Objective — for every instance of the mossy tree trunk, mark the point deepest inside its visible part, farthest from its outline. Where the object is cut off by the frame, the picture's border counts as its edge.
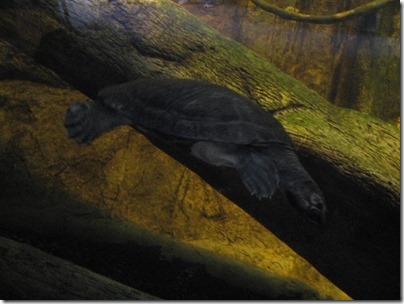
(354, 64)
(354, 157)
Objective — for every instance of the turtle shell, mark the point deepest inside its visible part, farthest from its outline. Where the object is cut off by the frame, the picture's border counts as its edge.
(194, 110)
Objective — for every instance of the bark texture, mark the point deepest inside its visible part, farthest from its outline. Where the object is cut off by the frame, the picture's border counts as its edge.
(49, 185)
(354, 64)
(354, 157)
(292, 13)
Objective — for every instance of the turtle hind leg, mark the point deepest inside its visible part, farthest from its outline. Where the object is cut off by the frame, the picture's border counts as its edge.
(259, 174)
(85, 121)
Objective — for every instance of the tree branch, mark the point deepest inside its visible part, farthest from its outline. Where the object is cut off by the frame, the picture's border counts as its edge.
(293, 14)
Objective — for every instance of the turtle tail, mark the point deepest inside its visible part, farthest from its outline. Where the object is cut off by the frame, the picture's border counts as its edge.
(85, 121)
(259, 174)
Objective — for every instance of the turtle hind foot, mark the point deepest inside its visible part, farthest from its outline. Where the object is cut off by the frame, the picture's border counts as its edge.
(80, 122)
(259, 174)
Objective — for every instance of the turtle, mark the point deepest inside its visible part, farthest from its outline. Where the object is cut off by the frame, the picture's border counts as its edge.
(223, 128)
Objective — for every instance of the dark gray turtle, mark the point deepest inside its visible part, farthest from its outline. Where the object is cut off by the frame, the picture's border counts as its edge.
(225, 129)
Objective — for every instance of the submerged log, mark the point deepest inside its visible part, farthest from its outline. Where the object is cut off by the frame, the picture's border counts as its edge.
(353, 156)
(28, 273)
(48, 187)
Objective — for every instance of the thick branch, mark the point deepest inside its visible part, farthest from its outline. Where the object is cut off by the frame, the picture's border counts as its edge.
(355, 158)
(292, 14)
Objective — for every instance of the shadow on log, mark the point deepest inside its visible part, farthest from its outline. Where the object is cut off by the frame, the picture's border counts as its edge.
(353, 157)
(30, 274)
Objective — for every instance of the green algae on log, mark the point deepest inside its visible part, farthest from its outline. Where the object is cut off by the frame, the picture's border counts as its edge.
(95, 43)
(52, 187)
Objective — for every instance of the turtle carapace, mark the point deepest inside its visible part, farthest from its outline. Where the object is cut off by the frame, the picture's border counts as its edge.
(223, 127)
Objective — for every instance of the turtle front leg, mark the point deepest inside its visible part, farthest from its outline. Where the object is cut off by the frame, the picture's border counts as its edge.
(84, 121)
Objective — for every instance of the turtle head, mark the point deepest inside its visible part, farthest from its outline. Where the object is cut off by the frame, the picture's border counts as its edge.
(308, 199)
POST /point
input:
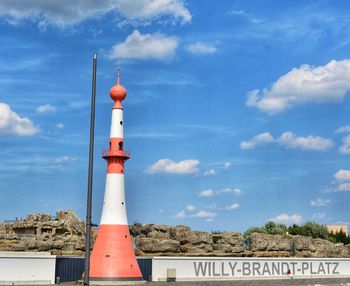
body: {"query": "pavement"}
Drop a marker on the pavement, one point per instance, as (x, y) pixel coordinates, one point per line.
(295, 282)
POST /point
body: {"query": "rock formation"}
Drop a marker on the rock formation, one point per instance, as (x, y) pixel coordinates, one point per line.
(64, 235)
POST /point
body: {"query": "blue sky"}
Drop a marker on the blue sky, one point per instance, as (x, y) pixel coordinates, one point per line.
(237, 111)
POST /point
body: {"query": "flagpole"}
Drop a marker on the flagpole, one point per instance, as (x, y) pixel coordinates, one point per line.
(90, 177)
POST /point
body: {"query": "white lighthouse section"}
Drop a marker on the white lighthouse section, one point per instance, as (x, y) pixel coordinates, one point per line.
(114, 210)
(117, 124)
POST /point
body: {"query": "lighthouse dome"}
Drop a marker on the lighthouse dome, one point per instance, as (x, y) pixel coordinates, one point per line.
(118, 92)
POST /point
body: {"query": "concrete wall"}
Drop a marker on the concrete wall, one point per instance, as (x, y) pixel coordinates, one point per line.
(216, 268)
(23, 268)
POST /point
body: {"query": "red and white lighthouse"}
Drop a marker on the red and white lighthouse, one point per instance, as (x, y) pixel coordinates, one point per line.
(112, 258)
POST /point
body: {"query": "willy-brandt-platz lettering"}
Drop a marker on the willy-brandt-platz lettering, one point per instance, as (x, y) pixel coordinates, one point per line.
(250, 268)
(274, 268)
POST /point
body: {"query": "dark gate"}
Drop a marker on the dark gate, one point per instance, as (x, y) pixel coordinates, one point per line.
(71, 268)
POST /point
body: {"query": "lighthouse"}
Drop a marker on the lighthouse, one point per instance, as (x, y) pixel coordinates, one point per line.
(113, 259)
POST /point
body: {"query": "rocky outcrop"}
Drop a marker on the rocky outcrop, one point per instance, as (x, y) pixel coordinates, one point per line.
(65, 234)
(40, 232)
(180, 240)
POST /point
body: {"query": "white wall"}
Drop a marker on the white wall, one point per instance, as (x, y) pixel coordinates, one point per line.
(218, 268)
(20, 268)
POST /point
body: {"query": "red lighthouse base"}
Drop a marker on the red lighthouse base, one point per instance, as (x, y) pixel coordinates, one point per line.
(113, 259)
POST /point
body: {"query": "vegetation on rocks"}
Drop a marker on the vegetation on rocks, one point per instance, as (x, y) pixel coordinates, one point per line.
(309, 228)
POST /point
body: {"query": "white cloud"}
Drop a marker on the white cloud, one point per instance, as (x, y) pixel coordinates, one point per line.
(316, 143)
(233, 206)
(204, 214)
(59, 125)
(319, 215)
(306, 84)
(288, 219)
(210, 172)
(342, 175)
(63, 159)
(12, 123)
(200, 48)
(144, 47)
(66, 12)
(343, 187)
(207, 193)
(227, 165)
(190, 208)
(149, 9)
(45, 108)
(171, 167)
(257, 140)
(181, 214)
(212, 193)
(320, 202)
(290, 140)
(345, 148)
(235, 191)
(343, 129)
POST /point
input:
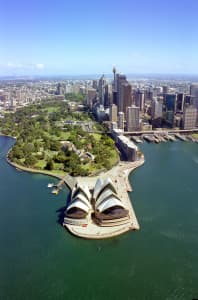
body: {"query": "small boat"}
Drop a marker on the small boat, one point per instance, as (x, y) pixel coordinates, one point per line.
(50, 185)
(55, 191)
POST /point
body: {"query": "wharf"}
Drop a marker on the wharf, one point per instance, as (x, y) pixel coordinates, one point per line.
(119, 175)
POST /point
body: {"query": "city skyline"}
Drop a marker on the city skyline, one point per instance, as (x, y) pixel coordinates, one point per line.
(88, 38)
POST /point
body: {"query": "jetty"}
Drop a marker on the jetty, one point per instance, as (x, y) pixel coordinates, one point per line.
(119, 175)
(68, 180)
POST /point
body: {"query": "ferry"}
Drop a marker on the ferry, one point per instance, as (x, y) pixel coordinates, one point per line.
(55, 191)
(50, 185)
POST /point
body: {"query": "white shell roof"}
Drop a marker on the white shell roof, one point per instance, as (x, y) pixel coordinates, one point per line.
(109, 203)
(105, 195)
(97, 187)
(84, 189)
(81, 197)
(78, 204)
(100, 184)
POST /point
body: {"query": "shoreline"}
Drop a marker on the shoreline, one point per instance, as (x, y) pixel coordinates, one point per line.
(120, 176)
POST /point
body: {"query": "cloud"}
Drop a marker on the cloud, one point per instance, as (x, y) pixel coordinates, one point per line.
(39, 66)
(27, 66)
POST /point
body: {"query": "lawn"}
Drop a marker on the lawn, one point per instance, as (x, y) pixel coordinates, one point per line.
(195, 135)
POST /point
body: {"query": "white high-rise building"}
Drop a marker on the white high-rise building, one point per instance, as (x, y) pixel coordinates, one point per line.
(133, 118)
(189, 117)
(113, 113)
(194, 94)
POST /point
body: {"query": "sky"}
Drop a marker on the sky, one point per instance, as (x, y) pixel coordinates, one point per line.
(89, 37)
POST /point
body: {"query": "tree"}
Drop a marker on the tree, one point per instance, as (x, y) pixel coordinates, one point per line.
(49, 165)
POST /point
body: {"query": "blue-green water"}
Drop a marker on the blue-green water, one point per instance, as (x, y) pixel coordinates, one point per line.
(39, 259)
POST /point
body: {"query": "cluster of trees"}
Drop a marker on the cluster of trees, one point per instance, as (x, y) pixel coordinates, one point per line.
(38, 141)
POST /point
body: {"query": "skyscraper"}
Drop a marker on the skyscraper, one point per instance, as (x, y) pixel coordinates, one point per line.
(189, 117)
(113, 113)
(120, 79)
(101, 89)
(121, 120)
(180, 102)
(125, 97)
(133, 118)
(194, 94)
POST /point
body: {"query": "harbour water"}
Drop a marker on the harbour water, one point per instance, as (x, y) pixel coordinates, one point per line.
(39, 259)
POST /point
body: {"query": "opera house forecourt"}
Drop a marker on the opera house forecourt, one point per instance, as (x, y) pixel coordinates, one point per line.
(99, 207)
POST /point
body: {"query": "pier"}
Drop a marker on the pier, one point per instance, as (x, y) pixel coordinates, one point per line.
(68, 180)
(119, 176)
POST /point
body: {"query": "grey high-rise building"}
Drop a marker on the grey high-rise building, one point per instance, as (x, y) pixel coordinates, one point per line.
(194, 94)
(120, 79)
(180, 102)
(133, 118)
(121, 120)
(139, 99)
(101, 89)
(156, 108)
(108, 98)
(189, 117)
(113, 113)
(125, 97)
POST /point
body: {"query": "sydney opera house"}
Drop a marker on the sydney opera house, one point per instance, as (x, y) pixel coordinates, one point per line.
(102, 205)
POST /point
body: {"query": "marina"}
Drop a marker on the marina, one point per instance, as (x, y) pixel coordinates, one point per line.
(87, 227)
(164, 137)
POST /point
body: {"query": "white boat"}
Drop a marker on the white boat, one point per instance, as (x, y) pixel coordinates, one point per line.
(50, 185)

**REQUIRED TASK:** How many lines in the records above include the string "building"? Reply with the number alone.

**REPLY:** 4